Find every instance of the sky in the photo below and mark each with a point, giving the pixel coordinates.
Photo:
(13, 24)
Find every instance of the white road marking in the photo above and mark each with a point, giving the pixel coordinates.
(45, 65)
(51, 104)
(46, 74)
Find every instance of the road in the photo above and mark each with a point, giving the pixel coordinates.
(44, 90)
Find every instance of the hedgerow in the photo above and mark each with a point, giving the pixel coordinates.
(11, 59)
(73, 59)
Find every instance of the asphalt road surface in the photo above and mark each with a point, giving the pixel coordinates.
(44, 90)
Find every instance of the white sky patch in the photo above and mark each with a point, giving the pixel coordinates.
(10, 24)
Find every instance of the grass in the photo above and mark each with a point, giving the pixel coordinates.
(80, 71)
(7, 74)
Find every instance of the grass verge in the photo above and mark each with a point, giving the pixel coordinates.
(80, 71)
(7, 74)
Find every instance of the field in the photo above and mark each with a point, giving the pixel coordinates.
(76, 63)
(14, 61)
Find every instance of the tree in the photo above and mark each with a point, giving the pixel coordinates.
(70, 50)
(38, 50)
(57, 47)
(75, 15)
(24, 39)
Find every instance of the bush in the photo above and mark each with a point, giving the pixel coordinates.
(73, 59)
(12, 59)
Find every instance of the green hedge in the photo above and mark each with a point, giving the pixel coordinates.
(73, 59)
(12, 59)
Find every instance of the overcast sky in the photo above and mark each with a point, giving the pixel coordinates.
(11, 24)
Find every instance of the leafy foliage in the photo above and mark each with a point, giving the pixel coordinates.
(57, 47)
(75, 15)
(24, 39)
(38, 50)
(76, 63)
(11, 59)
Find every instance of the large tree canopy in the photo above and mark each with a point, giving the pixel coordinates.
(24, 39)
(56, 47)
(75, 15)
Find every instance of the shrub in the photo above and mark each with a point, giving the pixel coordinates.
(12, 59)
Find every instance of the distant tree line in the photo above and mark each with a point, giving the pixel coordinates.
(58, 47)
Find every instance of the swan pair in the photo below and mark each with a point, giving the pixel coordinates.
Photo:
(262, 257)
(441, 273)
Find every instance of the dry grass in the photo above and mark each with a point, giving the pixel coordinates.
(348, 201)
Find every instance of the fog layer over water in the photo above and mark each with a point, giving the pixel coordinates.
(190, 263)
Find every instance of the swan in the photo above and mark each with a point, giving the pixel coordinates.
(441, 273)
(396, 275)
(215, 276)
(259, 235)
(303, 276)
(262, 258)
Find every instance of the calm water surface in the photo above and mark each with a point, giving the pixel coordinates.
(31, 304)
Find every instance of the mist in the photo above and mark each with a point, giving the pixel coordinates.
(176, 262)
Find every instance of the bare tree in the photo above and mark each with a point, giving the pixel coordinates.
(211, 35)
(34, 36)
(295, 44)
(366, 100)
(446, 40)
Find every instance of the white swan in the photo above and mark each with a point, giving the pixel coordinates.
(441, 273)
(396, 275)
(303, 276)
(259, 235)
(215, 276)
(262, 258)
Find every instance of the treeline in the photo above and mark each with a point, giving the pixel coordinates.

WHAT IS EXPECTED:
Pull every line of the records above out verbatim, keeping their original order and changing nothing.

FINAL RESULT:
Find every instance of the sky in the photo below and mark each with a point, giving the pixel coordinates.
Photo:
(13, 24)
Find every instance of the white road marking in the photo above and mark each with a point, giving the pixel coordinates.
(45, 65)
(51, 104)
(46, 74)
Find every instance of the road in the photo above and mark each with a point, giving the pixel coordinates.
(44, 90)
Find every instance of the hedgerow in the photo above and mark each with a point, giving the pixel coordinates.
(11, 59)
(73, 59)
Find every instance of the asphalt road surface in the photo above and mark each with a point, giving the pixel coordinates.
(44, 90)
Find every instance of the white sky patch in the photo above and mark each with a point, giving the pixel coordinates.
(10, 24)
Find every instance of the grass in the photo above and mark each with a point, giving the pixel coordinates.
(80, 71)
(7, 74)
Find every instance of the grass verge in the photo above and mark each with a point, giving the pixel coordinates.
(80, 71)
(7, 74)
Find every instance of the field in the photo above and mark each with a point, giving the pixel coordinates.
(76, 63)
(14, 61)
Find every instance of the tree in the photo above and mark each with a point, giving the pixel coordinates.
(70, 50)
(38, 50)
(57, 47)
(75, 15)
(24, 39)
Find every instance of the bush in the photo above and mark each with a point, giving the pixel coordinates.
(73, 59)
(12, 59)
Find every instance of the green hedge in the photo above and mark each with a point, giving the pixel coordinates.
(73, 59)
(12, 59)
Find every instance of the overcast sky in the photo above and mark each with a point, giving the pixel coordinates.
(11, 24)
Find every instance of the leafy foliage in the photo above and mark each with a point, giving the pixel coordinates.
(57, 47)
(75, 15)
(24, 39)
(38, 50)
(76, 63)
(11, 59)
Find every instance of the large tree canopy in the photo above and mark each with a point, giving the pixel coordinates.
(24, 39)
(56, 47)
(75, 15)
Find every instance of the shrub in the photo above and mark each with a point, giving the pixel coordinates.
(12, 59)
Find every instance of the distant tree line in the photo above and mark each with a point, giving the pixel coordinates.
(58, 47)
Find every instance of the swan pair in the photo below and mark each with a point, giving the pixel coordinates.
Photo:
(262, 257)
(441, 273)
Find every instance of the dry grass in the photo above and mark each with a point, giving the pixel coordinates.
(348, 201)
Find every instance of the fog layer over water in the photo above and mark each with a point, giving the pixel coordinates.
(190, 263)
Find every instance of the swan in the photo above and mark each with a point, giving the pixel coordinates.
(441, 273)
(396, 275)
(215, 276)
(259, 235)
(303, 276)
(262, 258)
Find every instance of the calm water surface in the photo above and mark each with a point, giving the pixel coordinates.
(31, 304)
Find every instance of the mist in the photo above and mark each with a point, giving the pixel coordinates.
(176, 262)
Find every instance of the bare tree in the photo above and mark each with a point, giving the pixel coordinates.
(211, 35)
(34, 36)
(295, 44)
(366, 100)
(446, 40)
Find every instance of the white swan in the photo above and mark each with a point, giving the pixel coordinates.
(441, 273)
(396, 275)
(303, 276)
(259, 235)
(215, 276)
(262, 258)
Find every instance of the treeline in the photo above and mark each with a point, giving the pixel coordinates.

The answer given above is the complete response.